**Task objective:** From the lines below, keep only those that contain the string "shrub" and copy each one unchanged.

**Input records:**
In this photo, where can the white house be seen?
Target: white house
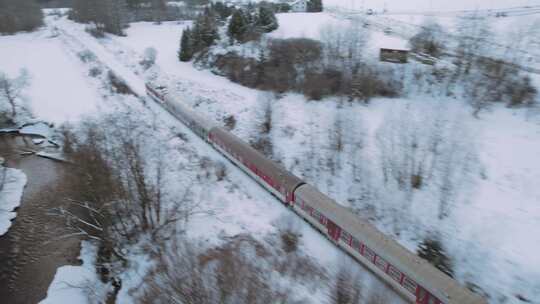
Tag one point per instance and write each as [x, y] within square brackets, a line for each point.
[299, 6]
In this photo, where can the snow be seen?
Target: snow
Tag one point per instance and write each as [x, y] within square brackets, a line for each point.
[306, 25]
[10, 195]
[507, 145]
[58, 90]
[491, 232]
[75, 284]
[40, 128]
[239, 205]
[428, 5]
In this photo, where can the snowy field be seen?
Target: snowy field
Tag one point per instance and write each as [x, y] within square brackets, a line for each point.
[429, 5]
[12, 182]
[239, 205]
[58, 90]
[488, 232]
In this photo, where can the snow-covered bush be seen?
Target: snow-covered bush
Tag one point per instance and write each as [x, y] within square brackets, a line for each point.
[429, 40]
[12, 98]
[427, 147]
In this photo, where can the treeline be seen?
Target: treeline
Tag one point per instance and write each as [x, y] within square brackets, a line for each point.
[105, 15]
[245, 24]
[297, 65]
[483, 80]
[19, 15]
[113, 16]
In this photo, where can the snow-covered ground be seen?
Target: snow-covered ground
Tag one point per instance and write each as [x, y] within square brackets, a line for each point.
[237, 204]
[487, 232]
[428, 5]
[75, 284]
[58, 90]
[490, 232]
[12, 182]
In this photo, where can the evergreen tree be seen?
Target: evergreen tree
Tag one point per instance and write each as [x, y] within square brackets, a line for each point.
[19, 15]
[260, 69]
[432, 250]
[186, 46]
[204, 32]
[223, 11]
[314, 6]
[237, 26]
[266, 19]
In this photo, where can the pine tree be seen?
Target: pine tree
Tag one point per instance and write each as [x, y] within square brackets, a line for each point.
[315, 6]
[266, 19]
[237, 26]
[19, 15]
[186, 46]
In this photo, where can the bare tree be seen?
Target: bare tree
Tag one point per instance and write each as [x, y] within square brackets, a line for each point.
[429, 39]
[424, 148]
[149, 58]
[263, 141]
[11, 90]
[224, 274]
[346, 288]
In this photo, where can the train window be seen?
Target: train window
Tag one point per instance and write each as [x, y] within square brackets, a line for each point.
[394, 273]
[369, 254]
[356, 244]
[345, 236]
[381, 263]
[410, 285]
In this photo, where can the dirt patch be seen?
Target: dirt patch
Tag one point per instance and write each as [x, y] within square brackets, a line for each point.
[29, 254]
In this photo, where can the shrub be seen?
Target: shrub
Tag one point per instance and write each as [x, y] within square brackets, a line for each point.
[432, 251]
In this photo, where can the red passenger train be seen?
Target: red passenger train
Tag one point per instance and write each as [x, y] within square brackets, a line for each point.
[416, 279]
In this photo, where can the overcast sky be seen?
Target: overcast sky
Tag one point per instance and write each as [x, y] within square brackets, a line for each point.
[435, 5]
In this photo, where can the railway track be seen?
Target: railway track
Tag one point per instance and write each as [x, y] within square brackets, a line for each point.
[413, 278]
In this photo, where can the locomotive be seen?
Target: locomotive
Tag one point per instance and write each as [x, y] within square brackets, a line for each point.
[414, 278]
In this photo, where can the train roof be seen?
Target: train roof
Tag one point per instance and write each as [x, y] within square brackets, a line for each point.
[429, 277]
[249, 154]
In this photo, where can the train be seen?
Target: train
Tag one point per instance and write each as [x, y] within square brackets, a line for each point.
[414, 278]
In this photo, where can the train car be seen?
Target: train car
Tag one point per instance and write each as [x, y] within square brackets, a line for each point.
[273, 177]
[190, 118]
[413, 277]
[416, 279]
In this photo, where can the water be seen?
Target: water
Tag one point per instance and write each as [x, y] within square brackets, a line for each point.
[29, 256]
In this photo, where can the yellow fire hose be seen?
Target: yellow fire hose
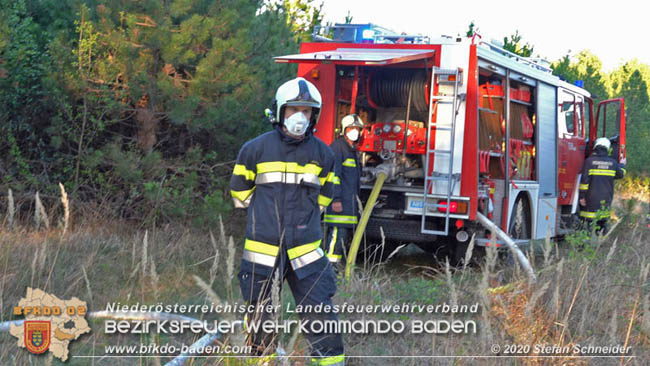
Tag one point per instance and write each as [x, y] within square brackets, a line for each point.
[358, 233]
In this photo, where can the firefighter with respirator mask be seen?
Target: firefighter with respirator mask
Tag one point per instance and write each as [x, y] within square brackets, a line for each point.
[285, 178]
[342, 215]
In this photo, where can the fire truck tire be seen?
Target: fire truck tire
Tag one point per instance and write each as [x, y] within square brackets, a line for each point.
[405, 231]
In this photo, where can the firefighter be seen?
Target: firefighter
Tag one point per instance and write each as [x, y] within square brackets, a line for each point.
[285, 179]
[342, 215]
[597, 184]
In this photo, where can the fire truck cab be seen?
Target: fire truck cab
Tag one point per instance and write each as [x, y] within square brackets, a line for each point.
[461, 127]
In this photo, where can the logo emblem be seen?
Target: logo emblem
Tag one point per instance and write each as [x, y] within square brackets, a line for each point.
[37, 336]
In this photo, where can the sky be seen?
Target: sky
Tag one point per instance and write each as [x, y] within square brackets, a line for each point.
[612, 30]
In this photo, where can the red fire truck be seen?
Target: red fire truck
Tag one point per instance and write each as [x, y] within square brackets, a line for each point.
[463, 129]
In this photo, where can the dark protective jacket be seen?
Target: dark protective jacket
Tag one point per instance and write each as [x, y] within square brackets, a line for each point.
[283, 181]
[597, 184]
[348, 172]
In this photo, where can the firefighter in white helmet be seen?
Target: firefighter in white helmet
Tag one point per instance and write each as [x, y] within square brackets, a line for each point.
[597, 184]
[282, 177]
[342, 216]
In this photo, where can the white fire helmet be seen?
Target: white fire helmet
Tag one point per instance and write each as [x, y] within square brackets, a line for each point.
[297, 92]
[604, 142]
[351, 120]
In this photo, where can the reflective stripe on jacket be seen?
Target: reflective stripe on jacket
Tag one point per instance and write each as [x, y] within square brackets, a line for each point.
[348, 171]
[283, 181]
[597, 184]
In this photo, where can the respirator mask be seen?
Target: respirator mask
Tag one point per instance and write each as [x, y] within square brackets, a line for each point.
[296, 124]
[352, 134]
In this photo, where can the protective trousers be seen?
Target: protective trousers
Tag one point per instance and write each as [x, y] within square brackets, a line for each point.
[317, 288]
[338, 238]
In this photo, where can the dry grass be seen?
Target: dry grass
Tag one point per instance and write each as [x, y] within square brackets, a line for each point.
[595, 294]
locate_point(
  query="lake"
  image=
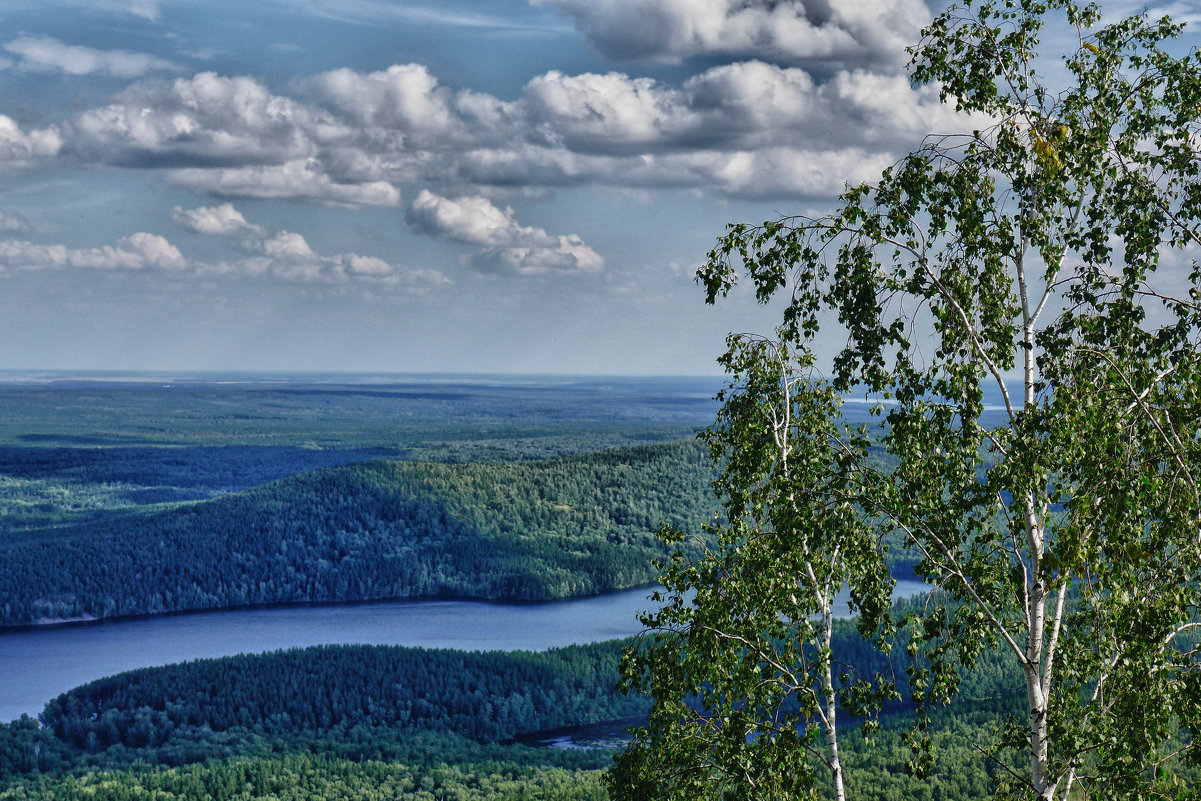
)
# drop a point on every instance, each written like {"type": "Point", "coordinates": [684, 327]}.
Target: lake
{"type": "Point", "coordinates": [37, 665]}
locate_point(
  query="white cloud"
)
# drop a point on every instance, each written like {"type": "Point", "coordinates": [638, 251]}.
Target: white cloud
{"type": "Point", "coordinates": [13, 222]}
{"type": "Point", "coordinates": [221, 220]}
{"type": "Point", "coordinates": [205, 119]}
{"type": "Point", "coordinates": [21, 149]}
{"type": "Point", "coordinates": [287, 256]}
{"type": "Point", "coordinates": [231, 137]}
{"type": "Point", "coordinates": [508, 246]}
{"type": "Point", "coordinates": [144, 9]}
{"type": "Point", "coordinates": [405, 99]}
{"type": "Point", "coordinates": [790, 31]}
{"type": "Point", "coordinates": [135, 252]}
{"type": "Point", "coordinates": [286, 245]}
{"type": "Point", "coordinates": [47, 54]}
{"type": "Point", "coordinates": [302, 179]}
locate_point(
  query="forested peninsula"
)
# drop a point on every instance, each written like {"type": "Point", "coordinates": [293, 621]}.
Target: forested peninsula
{"type": "Point", "coordinates": [519, 531]}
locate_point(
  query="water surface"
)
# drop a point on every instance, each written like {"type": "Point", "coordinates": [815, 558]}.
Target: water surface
{"type": "Point", "coordinates": [37, 665]}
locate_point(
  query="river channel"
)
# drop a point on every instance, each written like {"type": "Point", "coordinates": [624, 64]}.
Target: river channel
{"type": "Point", "coordinates": [37, 665]}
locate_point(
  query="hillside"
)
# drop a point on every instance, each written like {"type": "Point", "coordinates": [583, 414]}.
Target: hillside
{"type": "Point", "coordinates": [529, 531]}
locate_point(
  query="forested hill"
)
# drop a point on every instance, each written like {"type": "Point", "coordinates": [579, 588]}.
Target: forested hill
{"type": "Point", "coordinates": [538, 530]}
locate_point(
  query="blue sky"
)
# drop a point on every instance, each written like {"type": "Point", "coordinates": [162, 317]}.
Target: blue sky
{"type": "Point", "coordinates": [369, 185]}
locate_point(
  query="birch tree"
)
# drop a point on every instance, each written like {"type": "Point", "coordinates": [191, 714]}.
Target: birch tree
{"type": "Point", "coordinates": [1049, 255]}
{"type": "Point", "coordinates": [745, 677]}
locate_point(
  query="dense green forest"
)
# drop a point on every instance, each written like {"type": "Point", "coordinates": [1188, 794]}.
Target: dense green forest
{"type": "Point", "coordinates": [372, 721]}
{"type": "Point", "coordinates": [550, 528]}
{"type": "Point", "coordinates": [485, 697]}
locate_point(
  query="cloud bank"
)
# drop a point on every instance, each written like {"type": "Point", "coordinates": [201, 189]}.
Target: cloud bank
{"type": "Point", "coordinates": [744, 129]}
{"type": "Point", "coordinates": [788, 31]}
{"type": "Point", "coordinates": [47, 54]}
{"type": "Point", "coordinates": [507, 245]}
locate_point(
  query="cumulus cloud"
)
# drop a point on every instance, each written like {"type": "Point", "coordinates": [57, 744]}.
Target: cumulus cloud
{"type": "Point", "coordinates": [789, 31]}
{"type": "Point", "coordinates": [508, 246]}
{"type": "Point", "coordinates": [222, 220]}
{"type": "Point", "coordinates": [47, 54]}
{"type": "Point", "coordinates": [22, 149]}
{"type": "Point", "coordinates": [135, 252]}
{"type": "Point", "coordinates": [13, 222]}
{"type": "Point", "coordinates": [203, 120]}
{"type": "Point", "coordinates": [287, 256]}
{"type": "Point", "coordinates": [364, 133]}
{"type": "Point", "coordinates": [405, 99]}
{"type": "Point", "coordinates": [303, 179]}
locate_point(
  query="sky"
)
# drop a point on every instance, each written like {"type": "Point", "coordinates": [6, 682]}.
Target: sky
{"type": "Point", "coordinates": [423, 185]}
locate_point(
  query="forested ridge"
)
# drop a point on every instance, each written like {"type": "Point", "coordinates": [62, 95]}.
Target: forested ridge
{"type": "Point", "coordinates": [322, 722]}
{"type": "Point", "coordinates": [530, 531]}
{"type": "Point", "coordinates": [484, 697]}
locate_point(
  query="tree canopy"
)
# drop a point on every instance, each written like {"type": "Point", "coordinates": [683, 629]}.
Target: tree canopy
{"type": "Point", "coordinates": [1050, 255]}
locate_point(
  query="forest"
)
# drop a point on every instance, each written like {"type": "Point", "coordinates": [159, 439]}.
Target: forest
{"type": "Point", "coordinates": [368, 721]}
{"type": "Point", "coordinates": [529, 531]}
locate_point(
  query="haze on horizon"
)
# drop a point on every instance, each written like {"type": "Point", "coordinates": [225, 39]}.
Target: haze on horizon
{"type": "Point", "coordinates": [423, 186]}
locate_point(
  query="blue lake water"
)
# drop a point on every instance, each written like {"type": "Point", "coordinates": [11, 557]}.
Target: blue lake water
{"type": "Point", "coordinates": [37, 665]}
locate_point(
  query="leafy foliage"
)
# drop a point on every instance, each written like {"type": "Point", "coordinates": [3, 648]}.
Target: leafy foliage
{"type": "Point", "coordinates": [1039, 253]}
{"type": "Point", "coordinates": [530, 531]}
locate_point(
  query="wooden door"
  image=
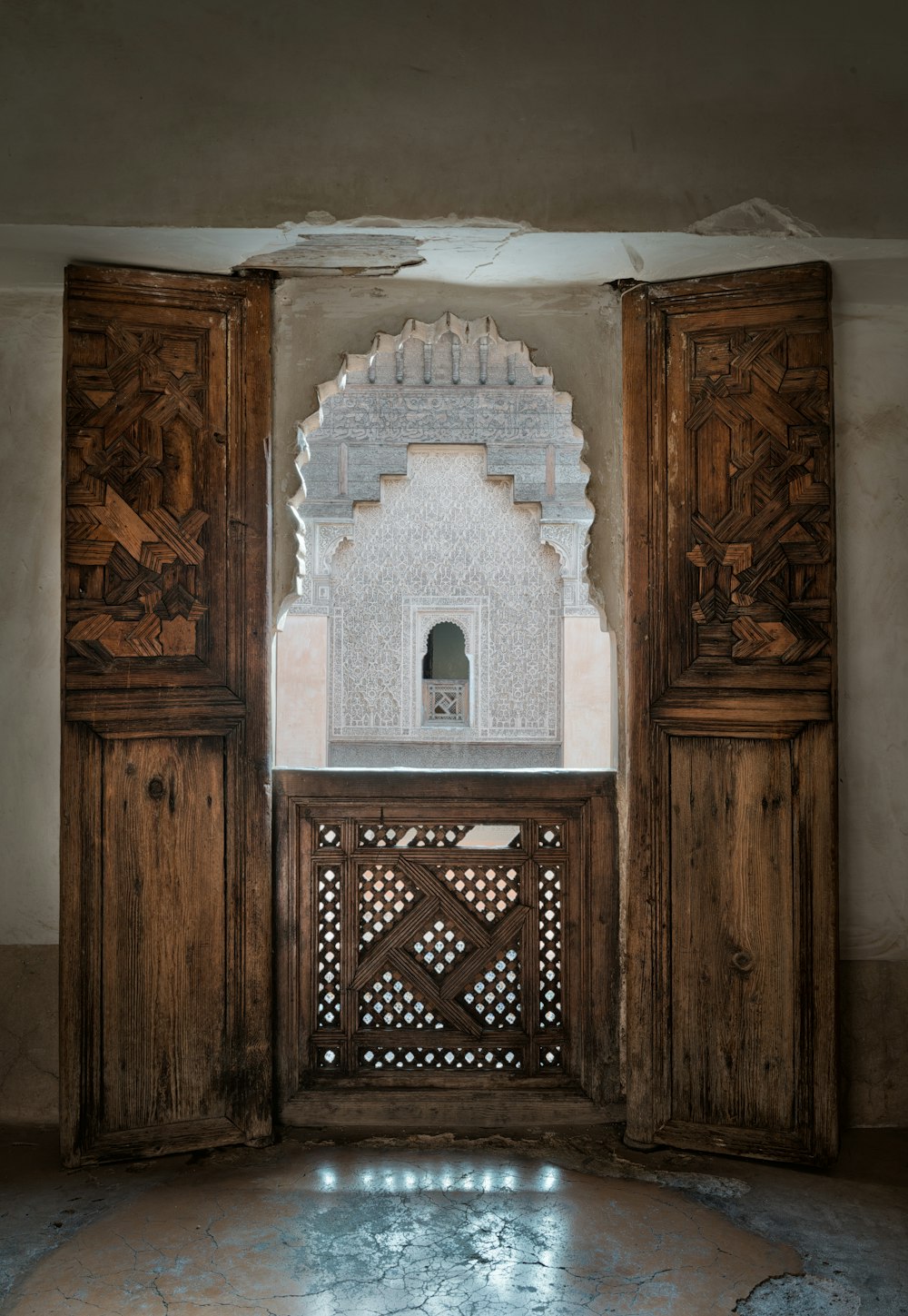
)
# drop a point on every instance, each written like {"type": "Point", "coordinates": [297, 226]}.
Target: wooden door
{"type": "Point", "coordinates": [164, 944]}
{"type": "Point", "coordinates": [447, 949]}
{"type": "Point", "coordinates": [731, 752]}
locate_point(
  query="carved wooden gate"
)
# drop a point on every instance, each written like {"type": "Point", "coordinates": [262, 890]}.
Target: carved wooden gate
{"type": "Point", "coordinates": [441, 943]}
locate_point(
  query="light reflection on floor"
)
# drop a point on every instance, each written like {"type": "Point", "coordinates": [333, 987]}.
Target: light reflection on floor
{"type": "Point", "coordinates": [333, 1231]}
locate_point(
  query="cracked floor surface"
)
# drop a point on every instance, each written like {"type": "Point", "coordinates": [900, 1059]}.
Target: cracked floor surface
{"type": "Point", "coordinates": [442, 1228]}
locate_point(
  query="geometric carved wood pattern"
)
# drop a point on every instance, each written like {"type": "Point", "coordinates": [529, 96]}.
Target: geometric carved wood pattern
{"type": "Point", "coordinates": [145, 489]}
{"type": "Point", "coordinates": [731, 714]}
{"type": "Point", "coordinates": [433, 938]}
{"type": "Point", "coordinates": [450, 946]}
{"type": "Point", "coordinates": [757, 422]}
{"type": "Point", "coordinates": [164, 840]}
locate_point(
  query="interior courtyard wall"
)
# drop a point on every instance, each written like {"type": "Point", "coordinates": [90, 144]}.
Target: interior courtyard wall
{"type": "Point", "coordinates": [577, 334]}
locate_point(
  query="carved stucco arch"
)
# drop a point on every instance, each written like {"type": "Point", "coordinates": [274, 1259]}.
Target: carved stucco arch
{"type": "Point", "coordinates": [447, 381]}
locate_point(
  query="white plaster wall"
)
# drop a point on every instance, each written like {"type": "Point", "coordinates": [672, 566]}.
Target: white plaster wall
{"type": "Point", "coordinates": [301, 702]}
{"type": "Point", "coordinates": [872, 482]}
{"type": "Point", "coordinates": [31, 482]}
{"type": "Point", "coordinates": [590, 694]}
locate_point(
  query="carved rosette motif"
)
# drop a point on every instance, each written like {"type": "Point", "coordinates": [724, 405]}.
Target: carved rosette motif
{"type": "Point", "coordinates": [136, 407]}
{"type": "Point", "coordinates": [761, 527]}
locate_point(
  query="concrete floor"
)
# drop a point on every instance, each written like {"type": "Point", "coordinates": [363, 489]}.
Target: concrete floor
{"type": "Point", "coordinates": [450, 1227]}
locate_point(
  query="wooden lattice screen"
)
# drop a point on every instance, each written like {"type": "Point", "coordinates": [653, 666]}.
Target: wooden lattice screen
{"type": "Point", "coordinates": [445, 941]}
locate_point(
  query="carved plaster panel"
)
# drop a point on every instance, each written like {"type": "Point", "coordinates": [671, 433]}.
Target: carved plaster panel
{"type": "Point", "coordinates": [449, 381]}
{"type": "Point", "coordinates": [445, 545]}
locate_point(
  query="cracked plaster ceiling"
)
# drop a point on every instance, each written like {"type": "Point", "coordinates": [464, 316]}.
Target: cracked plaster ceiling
{"type": "Point", "coordinates": [478, 252]}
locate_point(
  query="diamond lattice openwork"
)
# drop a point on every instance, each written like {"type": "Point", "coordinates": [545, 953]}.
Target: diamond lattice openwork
{"type": "Point", "coordinates": [384, 897]}
{"type": "Point", "coordinates": [401, 835]}
{"type": "Point", "coordinates": [550, 879]}
{"type": "Point", "coordinates": [420, 941]}
{"type": "Point", "coordinates": [330, 945]}
{"type": "Point", "coordinates": [390, 1002]}
{"type": "Point", "coordinates": [489, 891]}
{"type": "Point", "coordinates": [439, 946]}
{"type": "Point", "coordinates": [439, 1058]}
{"type": "Point", "coordinates": [495, 995]}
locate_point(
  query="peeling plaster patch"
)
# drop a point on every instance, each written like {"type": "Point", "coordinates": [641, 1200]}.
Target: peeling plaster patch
{"type": "Point", "coordinates": [633, 255]}
{"type": "Point", "coordinates": [341, 254]}
{"type": "Point", "coordinates": [755, 219]}
{"type": "Point", "coordinates": [805, 1295]}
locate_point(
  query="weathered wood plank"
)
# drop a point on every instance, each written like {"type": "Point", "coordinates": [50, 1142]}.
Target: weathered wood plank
{"type": "Point", "coordinates": [729, 714]}
{"type": "Point", "coordinates": [166, 895]}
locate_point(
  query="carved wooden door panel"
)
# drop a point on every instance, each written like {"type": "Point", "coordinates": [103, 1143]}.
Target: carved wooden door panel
{"type": "Point", "coordinates": [448, 948]}
{"type": "Point", "coordinates": [731, 715]}
{"type": "Point", "coordinates": [164, 821]}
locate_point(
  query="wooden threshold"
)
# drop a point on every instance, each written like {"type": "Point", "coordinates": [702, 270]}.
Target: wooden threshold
{"type": "Point", "coordinates": [437, 1111]}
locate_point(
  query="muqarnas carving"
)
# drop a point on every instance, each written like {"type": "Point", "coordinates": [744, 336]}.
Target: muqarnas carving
{"type": "Point", "coordinates": [441, 480]}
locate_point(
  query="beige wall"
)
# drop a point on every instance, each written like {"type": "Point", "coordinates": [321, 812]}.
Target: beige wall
{"type": "Point", "coordinates": [588, 114]}
{"type": "Point", "coordinates": [576, 331]}
{"type": "Point", "coordinates": [31, 486]}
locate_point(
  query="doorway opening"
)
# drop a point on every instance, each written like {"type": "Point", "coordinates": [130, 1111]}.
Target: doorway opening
{"type": "Point", "coordinates": [449, 920]}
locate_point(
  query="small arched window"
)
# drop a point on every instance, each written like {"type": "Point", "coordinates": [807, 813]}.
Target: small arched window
{"type": "Point", "coordinates": [447, 677]}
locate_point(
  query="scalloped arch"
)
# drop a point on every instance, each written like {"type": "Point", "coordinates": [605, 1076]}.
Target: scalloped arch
{"type": "Point", "coordinates": [449, 381]}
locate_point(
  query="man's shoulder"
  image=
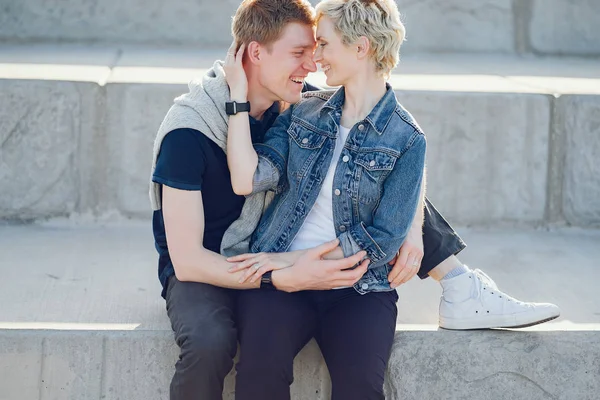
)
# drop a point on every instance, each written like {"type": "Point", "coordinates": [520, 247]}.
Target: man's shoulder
{"type": "Point", "coordinates": [186, 137]}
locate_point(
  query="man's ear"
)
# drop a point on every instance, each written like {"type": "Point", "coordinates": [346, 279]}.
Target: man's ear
{"type": "Point", "coordinates": [363, 47]}
{"type": "Point", "coordinates": [254, 52]}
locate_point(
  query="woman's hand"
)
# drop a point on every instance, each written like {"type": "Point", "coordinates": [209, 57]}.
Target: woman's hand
{"type": "Point", "coordinates": [235, 74]}
{"type": "Point", "coordinates": [408, 261]}
{"type": "Point", "coordinates": [259, 263]}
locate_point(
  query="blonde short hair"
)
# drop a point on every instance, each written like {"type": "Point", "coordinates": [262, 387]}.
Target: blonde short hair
{"type": "Point", "coordinates": [263, 21]}
{"type": "Point", "coordinates": [377, 20]}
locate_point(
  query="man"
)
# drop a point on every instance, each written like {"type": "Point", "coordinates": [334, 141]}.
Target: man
{"type": "Point", "coordinates": [196, 210]}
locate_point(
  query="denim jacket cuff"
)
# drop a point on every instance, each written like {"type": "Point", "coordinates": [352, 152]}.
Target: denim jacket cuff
{"type": "Point", "coordinates": [356, 239]}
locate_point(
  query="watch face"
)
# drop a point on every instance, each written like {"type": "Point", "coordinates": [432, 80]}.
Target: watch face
{"type": "Point", "coordinates": [229, 108]}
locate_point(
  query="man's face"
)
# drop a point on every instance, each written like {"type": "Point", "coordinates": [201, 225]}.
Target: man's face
{"type": "Point", "coordinates": [284, 68]}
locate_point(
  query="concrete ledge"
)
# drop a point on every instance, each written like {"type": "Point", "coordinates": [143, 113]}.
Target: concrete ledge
{"type": "Point", "coordinates": [43, 129]}
{"type": "Point", "coordinates": [138, 365]}
{"type": "Point", "coordinates": [84, 320]}
{"type": "Point", "coordinates": [579, 118]}
{"type": "Point", "coordinates": [565, 27]}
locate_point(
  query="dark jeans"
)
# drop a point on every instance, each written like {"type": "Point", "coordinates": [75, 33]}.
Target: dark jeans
{"type": "Point", "coordinates": [202, 317]}
{"type": "Point", "coordinates": [355, 333]}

**Task response:**
In this photo, where can the shrub be seen?
Target: shrub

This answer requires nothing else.